═══ TEKS PILIHAN

-------
Senin, 05 April 2021
Yudhistira
Sukatanya: Kita Butuh Penulis Cerita Anak
MAKASSAR,
(PEDOMAN KARYA). Membangun gerakan literasi harus dimulai
sejak dini, sehingga perlu disediakan buku-buku cerita yang berkualitas untuk
anak, terutama buku-buku cerita rakyat yang sarat dengan nilai-nilai budaya dan
kearifan lokal.
“Kita butuh penulis cerita anak yang akan
menghadirkan buku-buku bermutu, untuk menggerakkan literasi di masa depan,” kata
Yudhistira Sukatanya, Ketua Harian Lembaga Pengembangan Kesenian dan Kebudayaan
Sulawesi Selatan (LAPAKKSS), pada Obrolan Santai Sastra Sabtu Sore, di Taman
Baca Masjid Ashabul Jannah Dinas Perpustakaan dan Kearsipan Provinsi Sulsel,
Jalan Sultan Alauddin, Makassar, Sabtu, 03 April 2021.
Kegiatan Sastra Sabtu Sore yang mengusung tema “Yuk,
Ngobrol Buku Anak”, kata Yudhistira, momennya tepat, karena diadakan dalam
rangka Hari Buku Anak Sedunia, yang diperingati setiap tanggal 02 April.
Kegiatan ini diadakan atas kerjasama LAPAKKSS dengan Dinas Perpustakaan dan
Kearsipan (DPK) Provinsi Sulsel.
“Terima kasih kepada Bapak Hasan Sijaya, Kepala Dinas
Perpustakaan dan Kearsipan Provinsi Sulsel, yang begitu responsif terhadap
kegiatan literasi yang digagas teman-teman,” kata pria yang akrab disapa Kak
Yudhi itu dalam sambutannya.
Hadir sejumlah penggiat literasi, penulis,
sastrawan, pustakawan dan pemerhati sastra seperti Bachtiar Adnan Kusuma,
Muhammad Amir Jaya, Idwar Anwar, Heri Rusmana, Kak Heru, Rusdin Tompo, dan Andi
Asmar.

══════

KETENTUAN TUGAS —
a) Jawab pertanyaan tentang berita Sastra Sabtu Sore ini.
(i) Setiap tanggal berapa Hari Buku Anak Sedunia diperingati?
(ii) Apa tema kegiatan Sastra Sabtu Sore?
(iii) Siapa Kepala Dinas Perpustakaan dan Kearsipan Provinsi Sulsel?
b) Tolong salin bagian berita Sastra Sabtu Sore tanpa mengubah apa pun. Mulailah pada kata-kata yang memuat "Kegiatan Sastra Sabtu", lalu berhenti setelah "tanggal 02 April.".
c) Menurut berita Sastra Sabtu Sore, mengapa Yudhistira menilai waktu penyelenggaraan kegiatan itu tepat? Jawab dalam satu sampai tiga kalimat.
Daftar berikut tidak berhubungan dengan berita Sastra Sabtu Sore.

═══ BAHAN YANG DISEDIAKAN

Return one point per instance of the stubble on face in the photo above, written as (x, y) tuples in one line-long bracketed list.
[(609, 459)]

══════

PEMBAHASAN JAWABAN —
a)
(i) Setiap tanggal 02 April.
(ii) "Yuk, Ngobrol Buku Anak".
(iii) Bapak Hasan Sijaya.

b)
Kegiatan Sastra Sabtu Sore yang mengusung tema “Yuk,
Ngobrol Buku Anak”, kata Yudhistira, momennya tepat, karena diadakan dalam
rangka Hari Buku Anak Sedunia, yang diperingati setiap tanggal 02 April.

c) Waktunya tepat karena kegiatan itu diadakan dalam rangka Hari Buku Anak Sedunia. Hari itu diperingati setiap tanggal 02 April.